* **PROVIDED ENTRIES**:

____________________

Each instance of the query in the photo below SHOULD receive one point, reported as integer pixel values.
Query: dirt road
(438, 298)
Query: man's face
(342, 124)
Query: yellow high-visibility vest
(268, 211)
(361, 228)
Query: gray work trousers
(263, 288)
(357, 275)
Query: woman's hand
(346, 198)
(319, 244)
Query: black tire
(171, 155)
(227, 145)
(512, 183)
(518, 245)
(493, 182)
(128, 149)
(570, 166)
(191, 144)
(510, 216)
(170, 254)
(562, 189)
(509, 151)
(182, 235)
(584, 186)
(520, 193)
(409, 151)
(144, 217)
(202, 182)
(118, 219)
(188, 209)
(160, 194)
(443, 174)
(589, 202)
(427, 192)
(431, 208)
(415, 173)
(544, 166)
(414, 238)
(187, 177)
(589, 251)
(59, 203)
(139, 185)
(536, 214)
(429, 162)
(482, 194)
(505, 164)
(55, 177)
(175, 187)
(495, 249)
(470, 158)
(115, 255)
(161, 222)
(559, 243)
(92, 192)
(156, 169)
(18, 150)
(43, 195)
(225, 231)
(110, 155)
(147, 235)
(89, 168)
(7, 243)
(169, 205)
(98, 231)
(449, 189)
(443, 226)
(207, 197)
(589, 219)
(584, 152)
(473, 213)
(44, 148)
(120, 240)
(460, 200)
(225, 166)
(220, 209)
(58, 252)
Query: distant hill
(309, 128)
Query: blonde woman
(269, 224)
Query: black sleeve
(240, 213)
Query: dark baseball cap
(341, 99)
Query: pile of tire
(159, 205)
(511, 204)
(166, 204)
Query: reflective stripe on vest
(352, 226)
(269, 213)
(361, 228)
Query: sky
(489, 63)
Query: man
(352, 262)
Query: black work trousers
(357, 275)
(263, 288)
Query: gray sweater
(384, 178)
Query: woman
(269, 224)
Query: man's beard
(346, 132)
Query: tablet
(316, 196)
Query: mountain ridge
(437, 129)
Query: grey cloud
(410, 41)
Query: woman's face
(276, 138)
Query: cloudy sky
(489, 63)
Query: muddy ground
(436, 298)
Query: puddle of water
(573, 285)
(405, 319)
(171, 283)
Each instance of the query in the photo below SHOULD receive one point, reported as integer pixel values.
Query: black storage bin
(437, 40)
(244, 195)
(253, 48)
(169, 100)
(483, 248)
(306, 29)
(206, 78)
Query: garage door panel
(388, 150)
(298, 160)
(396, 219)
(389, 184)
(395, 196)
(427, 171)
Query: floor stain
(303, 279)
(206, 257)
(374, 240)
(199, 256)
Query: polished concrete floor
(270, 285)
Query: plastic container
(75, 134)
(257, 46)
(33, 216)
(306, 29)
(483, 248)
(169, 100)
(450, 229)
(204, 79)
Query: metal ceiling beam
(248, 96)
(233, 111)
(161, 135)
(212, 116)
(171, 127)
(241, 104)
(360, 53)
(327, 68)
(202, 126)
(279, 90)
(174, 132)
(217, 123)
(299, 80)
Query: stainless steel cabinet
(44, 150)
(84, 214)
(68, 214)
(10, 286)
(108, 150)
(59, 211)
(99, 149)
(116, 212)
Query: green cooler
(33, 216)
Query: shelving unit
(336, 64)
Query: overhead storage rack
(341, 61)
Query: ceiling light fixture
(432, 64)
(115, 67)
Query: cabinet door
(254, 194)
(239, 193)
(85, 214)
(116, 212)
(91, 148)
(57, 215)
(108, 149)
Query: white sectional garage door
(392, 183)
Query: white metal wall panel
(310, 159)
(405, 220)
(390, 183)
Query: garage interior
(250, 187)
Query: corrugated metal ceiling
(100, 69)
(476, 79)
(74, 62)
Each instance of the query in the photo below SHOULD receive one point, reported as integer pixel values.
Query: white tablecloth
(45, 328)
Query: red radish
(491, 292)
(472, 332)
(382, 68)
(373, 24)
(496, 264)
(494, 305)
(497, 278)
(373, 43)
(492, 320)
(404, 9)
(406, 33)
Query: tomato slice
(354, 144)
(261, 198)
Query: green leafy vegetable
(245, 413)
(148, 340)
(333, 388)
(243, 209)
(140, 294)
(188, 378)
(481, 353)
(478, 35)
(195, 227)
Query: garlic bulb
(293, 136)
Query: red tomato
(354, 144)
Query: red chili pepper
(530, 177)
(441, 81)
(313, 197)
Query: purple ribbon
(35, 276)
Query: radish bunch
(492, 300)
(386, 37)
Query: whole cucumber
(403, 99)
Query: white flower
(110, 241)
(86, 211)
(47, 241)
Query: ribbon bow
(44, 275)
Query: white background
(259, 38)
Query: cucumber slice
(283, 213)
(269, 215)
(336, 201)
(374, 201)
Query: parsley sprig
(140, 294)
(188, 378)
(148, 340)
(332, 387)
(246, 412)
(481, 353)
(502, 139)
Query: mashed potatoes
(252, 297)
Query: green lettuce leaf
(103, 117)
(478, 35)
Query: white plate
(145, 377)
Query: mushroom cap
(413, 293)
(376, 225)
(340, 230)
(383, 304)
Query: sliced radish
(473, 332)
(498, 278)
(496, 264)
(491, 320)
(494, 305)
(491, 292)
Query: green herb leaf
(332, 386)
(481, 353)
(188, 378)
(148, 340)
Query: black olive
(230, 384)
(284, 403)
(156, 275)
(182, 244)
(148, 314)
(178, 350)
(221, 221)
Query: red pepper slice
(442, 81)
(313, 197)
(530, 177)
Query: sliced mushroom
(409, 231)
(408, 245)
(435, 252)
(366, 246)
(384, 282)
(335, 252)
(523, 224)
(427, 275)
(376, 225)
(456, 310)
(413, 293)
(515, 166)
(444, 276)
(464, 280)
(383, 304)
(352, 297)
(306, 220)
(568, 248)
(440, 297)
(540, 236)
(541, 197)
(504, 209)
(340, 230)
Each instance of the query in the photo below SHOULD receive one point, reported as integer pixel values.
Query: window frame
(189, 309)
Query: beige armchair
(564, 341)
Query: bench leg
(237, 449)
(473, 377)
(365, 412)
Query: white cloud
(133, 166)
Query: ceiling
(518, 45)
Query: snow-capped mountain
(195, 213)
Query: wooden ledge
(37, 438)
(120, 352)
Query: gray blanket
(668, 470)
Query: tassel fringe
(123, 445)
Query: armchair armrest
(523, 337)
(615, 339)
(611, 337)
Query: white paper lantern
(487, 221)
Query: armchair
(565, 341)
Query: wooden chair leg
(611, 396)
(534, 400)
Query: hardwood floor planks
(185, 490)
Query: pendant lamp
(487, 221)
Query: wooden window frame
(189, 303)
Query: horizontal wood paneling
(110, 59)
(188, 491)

____________________

* **DIRECTIONS FOR THIS TASK**: Your task is to repeat each line of the material exactly.

* **RESPONSE TO THIS TASK**:
Each instance of the query in the photo below SHOULD receive one point, reported as integer pixel values.
Query: dirt road
(438, 298)
Query: man's face
(342, 124)
Query: yellow high-visibility vest
(268, 211)
(361, 228)
Query: gray work trousers
(263, 288)
(357, 275)
Query: woman's hand
(346, 198)
(319, 244)
Query: black tire
(171, 155)
(227, 145)
(512, 183)
(518, 245)
(493, 182)
(128, 149)
(570, 166)
(191, 144)
(510, 216)
(170, 254)
(562, 189)
(509, 151)
(182, 235)
(584, 186)
(520, 193)
(409, 151)
(144, 217)
(202, 182)
(118, 219)
(188, 209)
(160, 194)
(443, 174)
(589, 202)
(427, 192)
(431, 208)
(415, 173)
(544, 166)
(414, 238)
(187, 177)
(589, 251)
(59, 203)
(139, 185)
(536, 214)
(429, 162)
(482, 194)
(505, 164)
(55, 177)
(175, 187)
(495, 249)
(470, 158)
(115, 255)
(161, 222)
(559, 243)
(92, 192)
(156, 169)
(18, 150)
(43, 195)
(225, 231)
(110, 155)
(147, 235)
(89, 168)
(7, 243)
(169, 205)
(98, 231)
(449, 189)
(443, 226)
(207, 197)
(589, 219)
(584, 152)
(473, 213)
(44, 148)
(120, 240)
(460, 200)
(225, 166)
(220, 209)
(58, 252)
Query: distant hill
(309, 128)
Query: blonde woman
(269, 224)
Query: black sleeve
(240, 213)
Query: dark baseball cap
(341, 99)
Query: pile of tire
(159, 205)
(511, 204)
(166, 204)
Query: reflective stripe on vest
(352, 226)
(269, 213)
(361, 228)
Query: sky
(489, 63)
Query: man
(352, 262)
Query: black work trousers
(357, 275)
(263, 288)
Query: gray sweater
(384, 178)
Query: woman
(269, 224)
Query: man's beard
(346, 132)
Query: tablet
(316, 196)
Query: mountain ridge
(437, 129)
Query: grey cloud
(410, 41)
Query: woman's face
(276, 138)
Query: cloudy sky
(489, 63)
Query: muddy ground
(436, 298)
Query: puddle of water
(573, 285)
(405, 319)
(171, 283)
Each instance of the query in the photo below SHOULD receive one point, reported as integer pixel values.
Query: black storage bin
(437, 40)
(244, 195)
(253, 48)
(169, 100)
(483, 248)
(306, 29)
(206, 78)
Query: garage door panel
(388, 150)
(298, 160)
(396, 219)
(389, 184)
(395, 196)
(427, 171)
Query: floor stain
(303, 279)
(206, 257)
(374, 240)
(199, 256)
Query: polished concrete floor
(270, 285)
Query: plastic container
(75, 134)
(257, 46)
(33, 216)
(306, 29)
(483, 248)
(169, 100)
(450, 229)
(204, 79)
Query: metal ceiling beam
(248, 96)
(233, 111)
(161, 135)
(212, 116)
(171, 127)
(241, 104)
(360, 53)
(327, 68)
(202, 126)
(279, 90)
(174, 132)
(217, 123)
(299, 80)
Query: stainless steel cabinet
(44, 150)
(84, 214)
(68, 214)
(10, 286)
(108, 150)
(59, 211)
(99, 149)
(116, 212)
Query: green cooler
(33, 216)
Query: shelving unit
(336, 64)
Query: overhead storage rack
(341, 61)
Query: ceiling light fixture
(432, 64)
(115, 67)
Query: cabinet door
(254, 194)
(239, 193)
(85, 214)
(116, 212)
(91, 148)
(57, 215)
(108, 149)
Query: white sectional garage door
(392, 183)
Query: white metal wall panel
(310, 159)
(405, 220)
(390, 183)
Query: garage interior
(250, 187)
Query: corrugated metal ceiling
(100, 69)
(476, 79)
(74, 62)
Each instance of the query in the photo below SHOULD receive one point, reported as integer pixel values.
Query: white tablecloth
(45, 328)
Query: red radish
(491, 292)
(472, 332)
(382, 68)
(373, 24)
(496, 264)
(494, 305)
(497, 278)
(373, 43)
(492, 320)
(404, 9)
(406, 33)
Query: tomato slice
(354, 144)
(261, 198)
Query: green leafy vegetable
(245, 413)
(148, 340)
(333, 388)
(243, 209)
(140, 294)
(188, 378)
(481, 353)
(478, 35)
(195, 227)
Query: garlic bulb
(293, 136)
Query: red tomato
(354, 144)
Query: red chili pepper
(530, 177)
(441, 81)
(313, 197)
Query: purple ribbon
(35, 276)
Query: radish bunch
(492, 300)
(386, 37)
Query: whole cucumber
(403, 99)
Query: white flower
(110, 241)
(86, 211)
(47, 241)
Query: ribbon bow
(44, 275)
Query: white background
(259, 38)
Query: cucumber slice
(283, 213)
(269, 215)
(336, 201)
(374, 201)
Query: parsley sprig
(140, 294)
(188, 378)
(148, 340)
(332, 387)
(246, 412)
(481, 353)
(502, 139)
Query: mashed potatoes
(252, 297)
Query: green lettuce leaf
(103, 117)
(478, 35)
Query: white plate
(145, 377)
Query: mushroom cap
(413, 293)
(376, 225)
(340, 230)
(383, 304)
Query: sliced radish
(473, 332)
(498, 278)
(496, 264)
(491, 320)
(494, 305)
(491, 292)
Query: green herb leaf
(332, 386)
(481, 353)
(188, 378)
(148, 340)
Query: black olive
(230, 384)
(284, 403)
(156, 275)
(182, 244)
(148, 314)
(178, 350)
(221, 221)
Query: red pepper slice
(442, 81)
(313, 197)
(530, 177)
Query: sliced mushroom
(409, 231)
(408, 245)
(435, 252)
(366, 246)
(384, 282)
(335, 252)
(523, 224)
(427, 275)
(376, 225)
(456, 310)
(413, 293)
(515, 166)
(444, 276)
(464, 280)
(383, 304)
(352, 297)
(306, 220)
(568, 248)
(440, 297)
(540, 236)
(541, 197)
(504, 209)
(340, 230)
Each instance of the query in the photo below SHOULD receive one point, reported as integer pixel values.
Query: window frame
(189, 309)
Query: beige armchair
(564, 341)
Query: bench leg
(237, 449)
(473, 377)
(365, 412)
Query: white cloud
(133, 166)
Query: ceiling
(518, 45)
Query: snow-capped mountain
(195, 213)
Query: wooden ledge
(37, 438)
(120, 352)
Query: gray blanket
(668, 470)
Query: tassel fringe
(123, 445)
Query: armchair armrest
(523, 337)
(615, 339)
(611, 337)
Query: white paper lantern
(487, 221)
Query: armchair
(565, 341)
Query: wooden chair leg
(611, 396)
(534, 400)
Query: hardwood floor planks
(185, 490)
Query: pendant lamp
(487, 221)
Query: wooden window frame
(189, 303)
Query: horizontal wood paneling
(110, 59)
(188, 491)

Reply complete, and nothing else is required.